:: Exercises to complete ::
• 1. According to the LLP vs. LLC comparison, what is the minimum number of owners an LLP must have?
• 2. Pick up the LLP vs. LLC comparison after its final sentence and keep writing it.

:: Selected passage ::
----

At a glance, LLCs and LLPs may seem very similar. However, there are fundamental differences that control how owners can set up their operations, weather financial issues, and more. In addition, not every business is eligible to register as an LLC or LLP. 

Whether you’re starting out with a co-owner or plan to take on partners later, use our LLP vs. LLC comparison to choose the right structure.

What is an LLP?

A general partnership lets entrepreneurs pool resources and skills while diminishing the risk of starting a business. A limited liability partnership (LLP) takes this one step further, adding on crucial liability protections for each partner. (Like all partnerships, LLPs must have at least two owners.)

Personal liability protection

First, all partners receive personal liability protection. As an LLP owner, you’re legally shielded from liability for business debts and obligations. In other words, your personal income or assets can’t be seized to pay for these non-personal debts. 

For instance, if your company defaults on a working capital loan repayment, your personal real estate is protected from collection efforts. This is also the case with an LLC.

----

(Stored records)
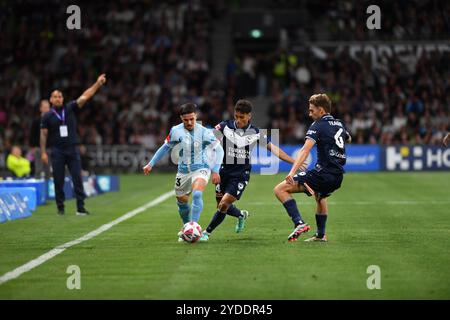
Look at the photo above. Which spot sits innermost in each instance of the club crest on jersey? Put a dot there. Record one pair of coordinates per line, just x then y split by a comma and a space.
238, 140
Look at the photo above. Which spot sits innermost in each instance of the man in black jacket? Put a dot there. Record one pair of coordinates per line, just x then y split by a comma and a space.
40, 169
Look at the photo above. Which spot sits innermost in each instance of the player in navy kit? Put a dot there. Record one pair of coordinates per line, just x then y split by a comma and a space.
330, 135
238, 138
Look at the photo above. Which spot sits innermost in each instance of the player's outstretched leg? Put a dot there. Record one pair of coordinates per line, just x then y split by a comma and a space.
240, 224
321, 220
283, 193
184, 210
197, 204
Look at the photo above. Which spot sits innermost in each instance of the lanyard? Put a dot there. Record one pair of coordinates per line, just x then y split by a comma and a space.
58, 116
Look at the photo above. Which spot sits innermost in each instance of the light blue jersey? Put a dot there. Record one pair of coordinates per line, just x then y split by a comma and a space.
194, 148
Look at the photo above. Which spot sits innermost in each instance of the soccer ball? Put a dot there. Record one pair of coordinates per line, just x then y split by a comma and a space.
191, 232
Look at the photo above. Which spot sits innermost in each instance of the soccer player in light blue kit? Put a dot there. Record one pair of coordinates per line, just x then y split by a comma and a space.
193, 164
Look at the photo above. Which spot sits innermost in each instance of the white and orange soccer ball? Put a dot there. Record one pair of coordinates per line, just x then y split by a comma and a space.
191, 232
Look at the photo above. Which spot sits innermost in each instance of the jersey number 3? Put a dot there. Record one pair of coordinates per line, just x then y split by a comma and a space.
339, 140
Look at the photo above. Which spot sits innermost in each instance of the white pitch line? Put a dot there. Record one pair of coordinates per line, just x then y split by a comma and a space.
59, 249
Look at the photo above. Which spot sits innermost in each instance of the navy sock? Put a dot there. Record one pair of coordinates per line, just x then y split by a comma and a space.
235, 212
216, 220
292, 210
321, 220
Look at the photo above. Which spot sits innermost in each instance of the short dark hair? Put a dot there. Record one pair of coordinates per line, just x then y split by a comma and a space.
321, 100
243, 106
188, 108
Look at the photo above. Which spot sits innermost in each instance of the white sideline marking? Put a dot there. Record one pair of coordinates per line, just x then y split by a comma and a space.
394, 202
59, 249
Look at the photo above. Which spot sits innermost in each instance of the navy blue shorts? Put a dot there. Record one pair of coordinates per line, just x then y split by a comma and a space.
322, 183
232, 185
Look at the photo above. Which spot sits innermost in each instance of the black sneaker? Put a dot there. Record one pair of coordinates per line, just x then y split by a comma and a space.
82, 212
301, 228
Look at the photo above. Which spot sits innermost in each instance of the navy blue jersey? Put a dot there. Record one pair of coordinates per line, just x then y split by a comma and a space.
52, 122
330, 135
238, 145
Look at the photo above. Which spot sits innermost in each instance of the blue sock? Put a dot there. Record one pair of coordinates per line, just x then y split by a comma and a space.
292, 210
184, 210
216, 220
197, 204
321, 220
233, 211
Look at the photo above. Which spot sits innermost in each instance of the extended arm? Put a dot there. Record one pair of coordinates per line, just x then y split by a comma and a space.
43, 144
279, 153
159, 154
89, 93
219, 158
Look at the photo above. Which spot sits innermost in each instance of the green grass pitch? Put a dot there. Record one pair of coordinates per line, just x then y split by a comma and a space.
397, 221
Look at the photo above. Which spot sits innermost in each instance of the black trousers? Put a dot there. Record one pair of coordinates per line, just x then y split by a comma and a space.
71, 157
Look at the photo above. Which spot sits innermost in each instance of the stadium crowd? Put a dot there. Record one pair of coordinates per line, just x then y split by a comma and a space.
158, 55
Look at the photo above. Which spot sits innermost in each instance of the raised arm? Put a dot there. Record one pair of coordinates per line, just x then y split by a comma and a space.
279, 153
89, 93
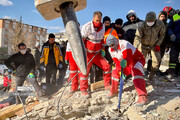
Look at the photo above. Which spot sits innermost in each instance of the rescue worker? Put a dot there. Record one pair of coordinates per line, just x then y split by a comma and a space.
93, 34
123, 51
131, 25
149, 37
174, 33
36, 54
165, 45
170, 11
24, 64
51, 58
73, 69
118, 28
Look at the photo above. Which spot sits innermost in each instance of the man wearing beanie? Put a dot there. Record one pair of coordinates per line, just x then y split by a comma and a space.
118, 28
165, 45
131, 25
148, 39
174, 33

----

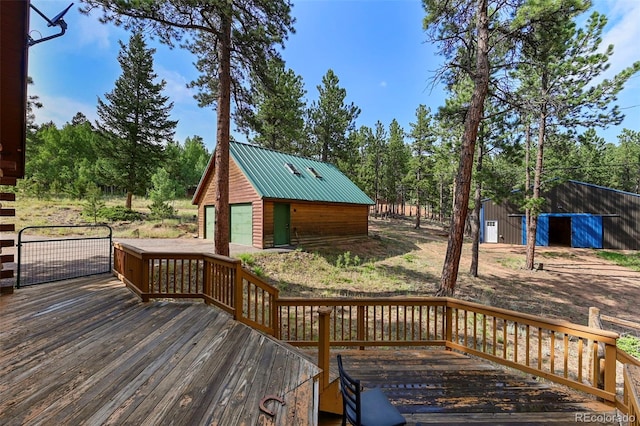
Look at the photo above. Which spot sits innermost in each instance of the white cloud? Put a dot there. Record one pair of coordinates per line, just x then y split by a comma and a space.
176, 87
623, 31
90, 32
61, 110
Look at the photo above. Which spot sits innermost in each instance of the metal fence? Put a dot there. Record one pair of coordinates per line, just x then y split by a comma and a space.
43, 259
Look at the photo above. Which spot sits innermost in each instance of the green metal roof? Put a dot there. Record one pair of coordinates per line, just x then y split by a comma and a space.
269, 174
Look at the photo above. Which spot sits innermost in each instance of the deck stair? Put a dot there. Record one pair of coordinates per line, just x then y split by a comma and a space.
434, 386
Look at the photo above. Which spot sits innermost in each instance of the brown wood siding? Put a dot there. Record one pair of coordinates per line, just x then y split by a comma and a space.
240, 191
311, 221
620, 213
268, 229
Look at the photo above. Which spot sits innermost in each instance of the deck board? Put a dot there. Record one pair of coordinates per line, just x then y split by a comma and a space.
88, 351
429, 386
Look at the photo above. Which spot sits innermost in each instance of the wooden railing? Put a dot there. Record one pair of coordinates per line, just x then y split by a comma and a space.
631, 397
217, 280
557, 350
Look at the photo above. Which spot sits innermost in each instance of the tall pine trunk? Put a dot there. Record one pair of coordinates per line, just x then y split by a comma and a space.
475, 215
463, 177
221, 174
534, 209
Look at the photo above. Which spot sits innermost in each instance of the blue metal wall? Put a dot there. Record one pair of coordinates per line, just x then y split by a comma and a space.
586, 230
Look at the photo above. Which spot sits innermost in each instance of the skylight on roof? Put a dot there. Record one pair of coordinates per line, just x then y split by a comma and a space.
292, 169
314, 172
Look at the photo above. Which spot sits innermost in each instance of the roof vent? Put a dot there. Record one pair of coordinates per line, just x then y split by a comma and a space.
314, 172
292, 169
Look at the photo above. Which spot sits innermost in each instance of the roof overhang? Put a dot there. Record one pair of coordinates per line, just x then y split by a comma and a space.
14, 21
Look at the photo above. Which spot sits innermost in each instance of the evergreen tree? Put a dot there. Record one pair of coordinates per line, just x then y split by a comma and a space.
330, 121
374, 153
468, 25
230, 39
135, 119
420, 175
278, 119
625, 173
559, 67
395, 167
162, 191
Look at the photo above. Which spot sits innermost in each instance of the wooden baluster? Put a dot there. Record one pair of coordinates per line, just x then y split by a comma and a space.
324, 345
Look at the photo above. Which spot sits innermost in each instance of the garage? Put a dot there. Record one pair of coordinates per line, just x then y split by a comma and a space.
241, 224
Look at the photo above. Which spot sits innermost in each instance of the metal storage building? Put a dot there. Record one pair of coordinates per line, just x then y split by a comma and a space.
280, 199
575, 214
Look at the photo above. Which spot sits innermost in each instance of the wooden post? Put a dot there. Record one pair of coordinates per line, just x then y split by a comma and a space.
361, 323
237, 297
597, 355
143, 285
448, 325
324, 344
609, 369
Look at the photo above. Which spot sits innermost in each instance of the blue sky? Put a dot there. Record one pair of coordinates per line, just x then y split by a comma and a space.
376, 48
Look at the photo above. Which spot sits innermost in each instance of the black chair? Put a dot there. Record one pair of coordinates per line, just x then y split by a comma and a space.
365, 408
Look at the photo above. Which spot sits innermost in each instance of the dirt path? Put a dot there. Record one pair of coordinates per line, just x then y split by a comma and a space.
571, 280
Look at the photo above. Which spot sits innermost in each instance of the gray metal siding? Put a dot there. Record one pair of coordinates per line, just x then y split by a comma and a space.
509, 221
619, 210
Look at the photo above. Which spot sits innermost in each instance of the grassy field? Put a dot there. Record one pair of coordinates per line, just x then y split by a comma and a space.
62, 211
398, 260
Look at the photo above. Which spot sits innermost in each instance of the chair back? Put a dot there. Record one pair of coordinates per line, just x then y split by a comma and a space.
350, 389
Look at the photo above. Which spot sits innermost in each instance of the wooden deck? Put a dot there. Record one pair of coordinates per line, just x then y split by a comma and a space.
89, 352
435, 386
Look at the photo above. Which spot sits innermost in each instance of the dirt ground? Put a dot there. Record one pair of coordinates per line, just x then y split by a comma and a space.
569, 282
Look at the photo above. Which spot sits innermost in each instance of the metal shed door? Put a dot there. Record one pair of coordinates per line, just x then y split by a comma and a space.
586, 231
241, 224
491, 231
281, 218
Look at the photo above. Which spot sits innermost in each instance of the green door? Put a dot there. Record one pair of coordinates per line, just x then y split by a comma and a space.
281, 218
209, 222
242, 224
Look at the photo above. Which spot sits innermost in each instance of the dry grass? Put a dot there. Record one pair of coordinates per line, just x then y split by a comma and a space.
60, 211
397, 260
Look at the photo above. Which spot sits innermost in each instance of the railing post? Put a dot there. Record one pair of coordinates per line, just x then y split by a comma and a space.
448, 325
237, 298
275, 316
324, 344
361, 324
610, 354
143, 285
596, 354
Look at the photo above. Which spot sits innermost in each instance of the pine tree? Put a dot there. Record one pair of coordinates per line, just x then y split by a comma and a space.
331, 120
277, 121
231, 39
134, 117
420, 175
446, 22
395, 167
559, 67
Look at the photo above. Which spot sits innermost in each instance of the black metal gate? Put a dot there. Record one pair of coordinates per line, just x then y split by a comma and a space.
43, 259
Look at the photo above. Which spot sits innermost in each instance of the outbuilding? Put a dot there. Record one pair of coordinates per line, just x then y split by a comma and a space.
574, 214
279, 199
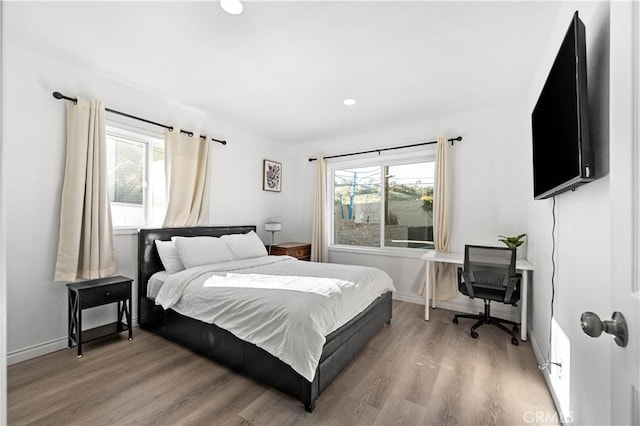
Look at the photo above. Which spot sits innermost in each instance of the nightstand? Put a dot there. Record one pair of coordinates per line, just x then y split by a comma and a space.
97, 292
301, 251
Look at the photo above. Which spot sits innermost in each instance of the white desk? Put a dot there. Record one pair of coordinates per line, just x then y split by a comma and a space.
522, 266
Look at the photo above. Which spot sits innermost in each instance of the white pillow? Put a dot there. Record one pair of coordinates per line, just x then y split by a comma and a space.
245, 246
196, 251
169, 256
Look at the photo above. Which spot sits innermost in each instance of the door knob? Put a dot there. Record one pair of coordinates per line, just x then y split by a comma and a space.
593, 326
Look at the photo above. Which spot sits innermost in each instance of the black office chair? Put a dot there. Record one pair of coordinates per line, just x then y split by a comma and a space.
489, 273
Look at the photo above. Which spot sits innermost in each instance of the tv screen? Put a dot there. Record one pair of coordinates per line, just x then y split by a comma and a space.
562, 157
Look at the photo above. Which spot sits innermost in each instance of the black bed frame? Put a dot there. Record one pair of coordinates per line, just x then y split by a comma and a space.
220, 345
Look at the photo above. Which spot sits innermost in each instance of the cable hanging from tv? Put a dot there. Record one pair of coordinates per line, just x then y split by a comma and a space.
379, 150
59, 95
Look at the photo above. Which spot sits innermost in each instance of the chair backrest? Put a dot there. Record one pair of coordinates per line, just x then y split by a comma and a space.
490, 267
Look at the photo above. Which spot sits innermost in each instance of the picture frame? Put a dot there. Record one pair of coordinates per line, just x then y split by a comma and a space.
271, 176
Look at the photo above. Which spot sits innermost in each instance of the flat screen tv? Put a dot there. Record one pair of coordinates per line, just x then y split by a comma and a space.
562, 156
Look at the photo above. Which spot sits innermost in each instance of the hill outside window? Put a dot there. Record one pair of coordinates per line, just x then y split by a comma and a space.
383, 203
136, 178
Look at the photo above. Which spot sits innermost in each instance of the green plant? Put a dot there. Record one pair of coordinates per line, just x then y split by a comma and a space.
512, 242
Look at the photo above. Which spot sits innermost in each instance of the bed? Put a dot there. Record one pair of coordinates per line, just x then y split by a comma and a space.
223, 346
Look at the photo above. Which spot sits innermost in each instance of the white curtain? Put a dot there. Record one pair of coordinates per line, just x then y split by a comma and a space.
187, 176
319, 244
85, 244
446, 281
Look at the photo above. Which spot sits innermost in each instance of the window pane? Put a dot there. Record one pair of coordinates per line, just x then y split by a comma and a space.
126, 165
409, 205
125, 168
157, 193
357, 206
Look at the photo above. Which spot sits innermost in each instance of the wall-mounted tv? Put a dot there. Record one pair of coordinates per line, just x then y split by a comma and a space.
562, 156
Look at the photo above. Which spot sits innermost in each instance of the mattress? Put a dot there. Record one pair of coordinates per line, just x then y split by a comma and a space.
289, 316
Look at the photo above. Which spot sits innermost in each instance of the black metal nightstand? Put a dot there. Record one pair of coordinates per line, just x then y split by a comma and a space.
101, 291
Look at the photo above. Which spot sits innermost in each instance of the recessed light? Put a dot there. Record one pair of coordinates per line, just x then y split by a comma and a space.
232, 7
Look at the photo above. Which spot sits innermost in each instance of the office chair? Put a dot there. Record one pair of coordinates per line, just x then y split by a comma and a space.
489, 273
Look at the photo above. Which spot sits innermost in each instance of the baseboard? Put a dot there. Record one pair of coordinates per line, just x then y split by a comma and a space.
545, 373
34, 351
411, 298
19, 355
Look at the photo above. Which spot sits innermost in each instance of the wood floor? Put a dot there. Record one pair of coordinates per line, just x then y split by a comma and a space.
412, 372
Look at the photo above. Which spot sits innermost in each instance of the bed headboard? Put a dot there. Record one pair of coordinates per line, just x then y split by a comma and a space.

----

:: Task-by-task outputs ::
• 1. At least two.

• 2.
Second, LLP owners can’t be held personally liable for the actions or negligence of other partners. This is one of the main reasons that LLPs are the business structure of choice for professional businesses like law firms and doctor’s offices. But partner liability varies state by state. Some states only recognize liability protection in cases of negligence. 

For instance, if your partner is accused of malpractice and the LLP suffers losses due to the ensuing lawsuit, your personal assets aren’t at risk. That said, this protection doesn’t apply to the partnership's assets. Anything of value owned by the LLP—like company vehicles, computers, patents, or property—isn’t protected. (You’ll list these business assets on your balance sheet.) 

Limited partnerships

Although the names are similar, limited liability partnerships shouldn’t be confused with limited partnerships. With limited partnerships, there are two types of partners: general and limited. General partners don’t have personal liability protection, while limited partners are only liable up to the amount of their investment. In most cases, limited liability partnerships (LLPs) provide liability protection for all partners, whether general or limited.   

LLPs are popular because they’re easy to scale or shrink. Per your partnership agreement, you can add or bring on partners without extensive structural changes. That makes the LLP an adaptable legal entity for businesses in all industries. 

What is an LLC?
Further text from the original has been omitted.